• _Try it_
From the first line to the last, write out the records exactly, leaving out images.
---- Available data
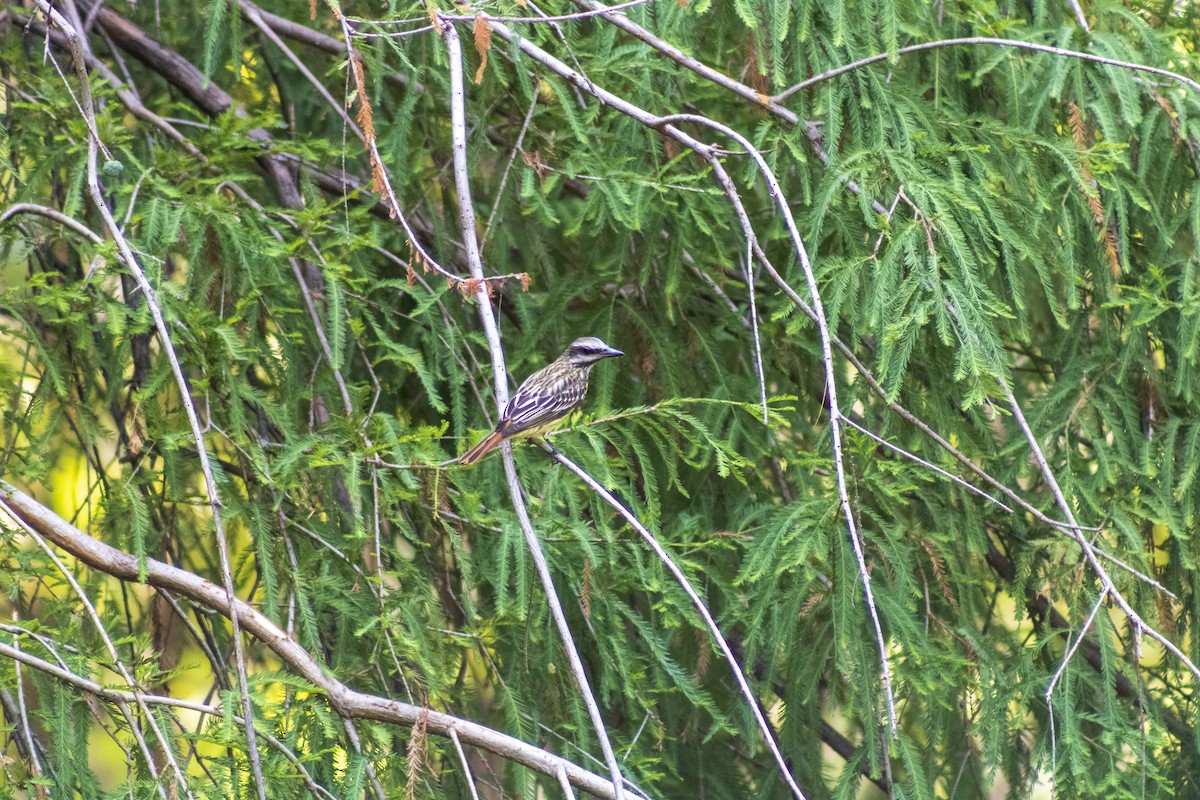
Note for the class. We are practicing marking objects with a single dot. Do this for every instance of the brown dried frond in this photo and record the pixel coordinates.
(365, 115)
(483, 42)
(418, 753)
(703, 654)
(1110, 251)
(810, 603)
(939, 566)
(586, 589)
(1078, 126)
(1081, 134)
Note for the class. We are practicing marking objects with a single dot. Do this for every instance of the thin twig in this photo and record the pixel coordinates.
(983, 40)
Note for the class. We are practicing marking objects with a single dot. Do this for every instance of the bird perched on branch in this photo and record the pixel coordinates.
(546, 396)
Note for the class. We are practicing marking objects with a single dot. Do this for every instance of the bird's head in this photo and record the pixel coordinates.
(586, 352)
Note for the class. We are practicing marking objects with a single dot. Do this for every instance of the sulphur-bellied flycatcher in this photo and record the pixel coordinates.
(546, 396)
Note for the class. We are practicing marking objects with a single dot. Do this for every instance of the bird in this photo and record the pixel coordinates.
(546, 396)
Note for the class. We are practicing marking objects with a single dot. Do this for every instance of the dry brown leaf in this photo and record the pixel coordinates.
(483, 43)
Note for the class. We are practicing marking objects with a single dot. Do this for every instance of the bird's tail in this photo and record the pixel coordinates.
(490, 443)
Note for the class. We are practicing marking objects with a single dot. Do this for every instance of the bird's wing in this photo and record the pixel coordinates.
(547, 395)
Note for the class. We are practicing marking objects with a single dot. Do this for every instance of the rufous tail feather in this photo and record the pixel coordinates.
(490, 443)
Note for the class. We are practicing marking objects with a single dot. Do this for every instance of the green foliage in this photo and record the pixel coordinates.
--------
• _Solved problem_
Note for the class. We are practicing marking objects with a single dot. Do this for every instance of the brown dried frond in this photo and record the pixel coordinates.
(365, 115)
(483, 42)
(418, 753)
(703, 654)
(1110, 251)
(810, 603)
(939, 566)
(586, 589)
(1078, 126)
(1081, 134)
Note for the class. We are practicing marking objects with a single dot. Do this for every instance of the thin twig in this photo and record the pixel coordinates.
(983, 40)
Note for the class. We are practicing marking objects with a single dot. Do this for every instance of the bird perched on branch in this photo and record the pixel coordinates.
(546, 396)
Note for the class. We are practicing marking objects with a single dot. Do this for every instance of the bird's head in this photo and record the pixel coordinates.
(586, 352)
Note for the class. We are practicing marking objects with a single dot. Do this for every instance of the sulphur-bellied flycatcher in this photo and record the pixel coordinates.
(546, 396)
Note for the class. We are practicing marking objects with a single dot. Do this for every instance of the bird in this photo and record the pixel coordinates.
(546, 396)
Note for the class. We are practicing marking objects with a single dot. Do this for every instance of the dry brown leaf in this photo and record the pixel coordinates.
(483, 43)
Note for the class. We are practicing marking objects with a single dot. Do this for every instance of the bird's tail in this photo and record the pixel coordinates.
(490, 443)
Note for the class. We are practicing marking objects with a single dot. Do this for every instance of the bird's wing in this photo and record the pixel coordinates.
(547, 395)
Note for the class. We are practicing marking objects with a single dot. Do this for every instance of the rufous tail feather in this photo and record the pixel coordinates.
(490, 443)
Note for the class. We are practicing marking objects with a single dot. Do this for every instance of the green foliage in this photo and record the pixel coordinates.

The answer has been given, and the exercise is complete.